[PROBLEM STATEMENT] Your output must match the records below character for character.

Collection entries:
============================================================

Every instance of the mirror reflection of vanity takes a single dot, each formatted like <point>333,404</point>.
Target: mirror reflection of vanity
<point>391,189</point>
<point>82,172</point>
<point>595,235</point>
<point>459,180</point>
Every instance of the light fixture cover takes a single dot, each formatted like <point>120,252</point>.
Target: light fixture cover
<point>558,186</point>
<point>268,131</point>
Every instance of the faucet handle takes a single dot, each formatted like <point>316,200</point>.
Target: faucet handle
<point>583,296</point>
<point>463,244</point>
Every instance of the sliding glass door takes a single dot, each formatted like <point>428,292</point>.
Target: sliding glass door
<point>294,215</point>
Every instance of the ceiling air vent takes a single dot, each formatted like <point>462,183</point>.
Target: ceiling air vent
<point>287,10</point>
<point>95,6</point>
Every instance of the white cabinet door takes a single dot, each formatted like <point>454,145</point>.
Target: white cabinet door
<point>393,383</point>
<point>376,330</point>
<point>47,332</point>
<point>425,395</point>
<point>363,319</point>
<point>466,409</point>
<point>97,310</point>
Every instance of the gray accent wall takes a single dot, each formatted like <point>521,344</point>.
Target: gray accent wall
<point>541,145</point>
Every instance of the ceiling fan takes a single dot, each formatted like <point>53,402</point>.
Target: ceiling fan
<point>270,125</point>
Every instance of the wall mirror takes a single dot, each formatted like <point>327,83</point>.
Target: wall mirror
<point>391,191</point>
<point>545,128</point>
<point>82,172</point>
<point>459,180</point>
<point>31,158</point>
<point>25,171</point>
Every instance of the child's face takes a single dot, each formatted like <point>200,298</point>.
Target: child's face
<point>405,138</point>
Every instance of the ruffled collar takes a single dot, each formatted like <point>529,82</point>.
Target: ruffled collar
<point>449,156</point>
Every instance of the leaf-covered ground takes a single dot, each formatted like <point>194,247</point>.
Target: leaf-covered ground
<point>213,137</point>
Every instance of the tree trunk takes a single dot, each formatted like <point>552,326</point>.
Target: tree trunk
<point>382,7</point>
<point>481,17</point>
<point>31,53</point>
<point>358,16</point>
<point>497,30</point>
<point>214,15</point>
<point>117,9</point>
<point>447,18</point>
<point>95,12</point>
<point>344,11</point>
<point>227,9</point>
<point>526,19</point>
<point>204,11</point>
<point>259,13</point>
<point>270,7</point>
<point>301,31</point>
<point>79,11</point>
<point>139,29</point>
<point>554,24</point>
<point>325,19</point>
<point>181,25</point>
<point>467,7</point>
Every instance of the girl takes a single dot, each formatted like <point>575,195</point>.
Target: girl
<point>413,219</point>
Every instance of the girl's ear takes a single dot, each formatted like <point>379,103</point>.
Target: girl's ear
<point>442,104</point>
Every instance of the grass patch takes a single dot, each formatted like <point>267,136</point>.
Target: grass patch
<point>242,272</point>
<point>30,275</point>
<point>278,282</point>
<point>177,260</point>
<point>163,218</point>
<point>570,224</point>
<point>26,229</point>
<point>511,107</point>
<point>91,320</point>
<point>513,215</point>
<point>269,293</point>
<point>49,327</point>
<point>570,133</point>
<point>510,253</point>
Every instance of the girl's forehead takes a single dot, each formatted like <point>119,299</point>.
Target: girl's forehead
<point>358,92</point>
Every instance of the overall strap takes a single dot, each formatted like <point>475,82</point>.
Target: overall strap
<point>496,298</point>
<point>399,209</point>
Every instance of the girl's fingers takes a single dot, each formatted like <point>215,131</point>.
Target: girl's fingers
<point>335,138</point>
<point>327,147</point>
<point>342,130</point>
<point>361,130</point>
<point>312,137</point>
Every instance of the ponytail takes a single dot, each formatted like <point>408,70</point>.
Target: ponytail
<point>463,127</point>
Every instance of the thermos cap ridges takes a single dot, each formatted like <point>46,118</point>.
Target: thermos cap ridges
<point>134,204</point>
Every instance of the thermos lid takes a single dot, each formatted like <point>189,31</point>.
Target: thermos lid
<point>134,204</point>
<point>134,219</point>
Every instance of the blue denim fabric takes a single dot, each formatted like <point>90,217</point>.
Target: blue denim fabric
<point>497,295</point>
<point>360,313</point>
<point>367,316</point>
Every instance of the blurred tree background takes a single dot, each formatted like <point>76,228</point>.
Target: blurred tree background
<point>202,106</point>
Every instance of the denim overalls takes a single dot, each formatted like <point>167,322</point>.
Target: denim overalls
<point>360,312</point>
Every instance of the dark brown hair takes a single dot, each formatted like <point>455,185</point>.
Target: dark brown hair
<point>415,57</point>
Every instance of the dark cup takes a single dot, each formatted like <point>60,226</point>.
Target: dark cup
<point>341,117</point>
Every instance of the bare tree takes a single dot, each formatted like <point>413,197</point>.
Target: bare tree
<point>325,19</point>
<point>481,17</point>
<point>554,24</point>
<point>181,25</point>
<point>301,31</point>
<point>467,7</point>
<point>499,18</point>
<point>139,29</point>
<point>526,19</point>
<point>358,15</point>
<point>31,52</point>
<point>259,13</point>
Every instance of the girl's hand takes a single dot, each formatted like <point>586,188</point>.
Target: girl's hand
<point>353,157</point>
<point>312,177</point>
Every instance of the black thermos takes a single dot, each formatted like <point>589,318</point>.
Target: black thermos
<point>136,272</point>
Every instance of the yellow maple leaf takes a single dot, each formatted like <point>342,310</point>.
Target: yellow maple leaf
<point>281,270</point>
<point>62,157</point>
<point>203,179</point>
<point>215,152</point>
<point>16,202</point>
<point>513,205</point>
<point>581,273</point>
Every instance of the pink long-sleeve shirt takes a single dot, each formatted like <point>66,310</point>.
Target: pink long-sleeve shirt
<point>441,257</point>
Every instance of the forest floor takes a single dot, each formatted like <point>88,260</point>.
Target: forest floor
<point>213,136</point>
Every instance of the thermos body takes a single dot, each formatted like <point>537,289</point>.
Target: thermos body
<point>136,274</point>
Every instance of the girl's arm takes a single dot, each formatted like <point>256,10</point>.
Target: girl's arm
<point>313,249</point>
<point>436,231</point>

============================================================

[ANSWER SPACE]
Every instance of the mirror reflection of vanity takes a single dot, each formatted like <point>333,404</point>.
Target: mirror reflection of vanity
<point>391,189</point>
<point>82,172</point>
<point>595,235</point>
<point>459,180</point>
Every instance of the light fixture cover takes a single dot, each formatted like <point>120,252</point>.
Target: light fixture cover
<point>558,186</point>
<point>268,131</point>
Every instance of the faucet handle takes a single dot, each formatted like <point>316,200</point>.
Target: faucet handle
<point>583,296</point>
<point>463,244</point>
Every instance of the sliding glass door takes a single dot, each formatted like <point>428,292</point>.
Target: sliding glass door
<point>294,215</point>
Every instance of the ceiling air vent takes a single dot, each formatted like <point>462,183</point>.
Target: ceiling air vent
<point>287,10</point>
<point>95,6</point>
Every instance of the white cabinet door takes a single dot, each formatted like <point>454,145</point>.
Target: white cabinet door
<point>393,383</point>
<point>376,330</point>
<point>47,332</point>
<point>425,395</point>
<point>363,319</point>
<point>466,409</point>
<point>97,310</point>
Every instance of the gray accent wall takes a single dot, each formatted like <point>521,344</point>.
Target: gray accent wall
<point>541,145</point>
Every instance of the ceiling fan takes a single dot, each formatted like <point>53,402</point>.
Target: ceiling fan
<point>270,125</point>
Every instance of the wall mirror takes a single dot, each formatted like <point>327,83</point>.
Target: wall mirror
<point>391,191</point>
<point>545,128</point>
<point>82,172</point>
<point>459,180</point>
<point>31,158</point>
<point>25,171</point>
Every instance of the child's face takes a single dot, each formatted like <point>200,298</point>.
Target: child's face
<point>405,138</point>
Every instance of the ruffled collar takes a single dot, each formatted like <point>529,82</point>.
Target: ruffled collar
<point>449,156</point>
Every instance of the leaf-covered ground takes a single dot, each formatted like <point>194,247</point>.
Target: leaf-covered ground
<point>213,137</point>
Every instance of the tree trunk takes a single dot, each formatted like <point>552,326</point>.
Target: tree trunk
<point>382,7</point>
<point>481,17</point>
<point>31,53</point>
<point>358,16</point>
<point>497,30</point>
<point>214,15</point>
<point>117,9</point>
<point>447,18</point>
<point>95,12</point>
<point>344,11</point>
<point>227,9</point>
<point>526,19</point>
<point>204,11</point>
<point>259,13</point>
<point>270,7</point>
<point>301,31</point>
<point>79,11</point>
<point>139,29</point>
<point>554,24</point>
<point>325,19</point>
<point>181,25</point>
<point>467,7</point>
Every instance of the girl takes a single dot, each formatted like <point>575,195</point>.
Target: girl
<point>413,219</point>
Every instance of the girl's ear takes a single dot, each formatted like <point>379,103</point>.
Target: girl's ear
<point>442,104</point>
Every instance of the grass patch takes a single dot, each formatted like <point>267,136</point>.
Target: grass patch
<point>242,272</point>
<point>30,275</point>
<point>278,282</point>
<point>177,260</point>
<point>163,218</point>
<point>570,224</point>
<point>26,229</point>
<point>511,107</point>
<point>91,320</point>
<point>513,215</point>
<point>269,293</point>
<point>49,327</point>
<point>570,133</point>
<point>510,253</point>
Every instance of the girl's forehead takes a single dot, each formatted like <point>119,299</point>.
Target: girl's forehead
<point>358,92</point>
Every instance of the overall strap takes a single dot, each formatted like <point>475,82</point>.
Target: overall strap
<point>496,298</point>
<point>399,209</point>
Every instance of the girl's fingers takes a single dot, each formatted like <point>215,131</point>.
Target: girl's fingers
<point>335,138</point>
<point>327,147</point>
<point>342,130</point>
<point>361,130</point>
<point>312,137</point>
Every instance of the ponytail takes a single dot, each formatted like <point>408,70</point>.
Target: ponytail
<point>463,127</point>
Every instance of the thermos cap ridges takes a single dot, each formatted like <point>46,118</point>.
Target: thermos cap ridges
<point>134,204</point>
Every instance of the thermos lid takes a single dot, each formatted like <point>189,31</point>.
Target: thermos lid
<point>134,204</point>
<point>134,219</point>
Every instance of the blue denim fabric takes a single dot, each formatted like <point>90,217</point>.
Target: blue denim fabric
<point>497,295</point>
<point>360,313</point>
<point>367,316</point>
Every instance of the blurred tree background takes a single dot, each formatted like <point>76,228</point>.
Target: blurred tree background
<point>202,106</point>
Every instance of the denim overalls takes a single dot, each formatted like <point>167,322</point>.
Target: denim overalls
<point>360,312</point>
Every instance of the dark brown hair takes a single dot, each formatted like <point>455,185</point>.
Target: dark brown hair
<point>415,57</point>
Every instance of the dark cup takes a single dot, each formatted like <point>60,226</point>.
Target: dark cup
<point>341,117</point>
Every instance of the bare tree takes a single dot, each formatted like <point>413,197</point>.
Target: bare tree
<point>325,19</point>
<point>481,17</point>
<point>554,24</point>
<point>181,25</point>
<point>301,31</point>
<point>467,7</point>
<point>499,18</point>
<point>139,29</point>
<point>526,19</point>
<point>358,15</point>
<point>31,52</point>
<point>259,13</point>
Every instance of the girl's hand takes a single dot, each formatted like <point>586,188</point>.
Target: girl's hand
<point>353,157</point>
<point>312,177</point>
Every instance of the black thermos takes a single dot, each formatted like <point>589,318</point>.
Target: black thermos
<point>136,272</point>
Every instance of the yellow maple leaf takes a single dot, each formatted like <point>342,310</point>.
Target: yellow maple leaf
<point>281,270</point>
<point>62,157</point>
<point>203,179</point>
<point>215,152</point>
<point>16,202</point>
<point>513,205</point>
<point>581,273</point>
Every instance of the pink long-sleeve shirt takes a single dot, each formatted like <point>66,310</point>.
Target: pink long-sleeve shirt
<point>441,257</point>
Every instance of the forest floor takes a single dot, each formatted like <point>88,260</point>.
Target: forest floor
<point>213,136</point>
Every instance of the thermos body takes a single dot, each formatted like <point>537,289</point>.
Target: thermos body
<point>136,274</point>
Every instance of the girl's arm takes a single dot, each formatted like <point>256,10</point>.
Target: girl's arm
<point>313,249</point>
<point>436,231</point>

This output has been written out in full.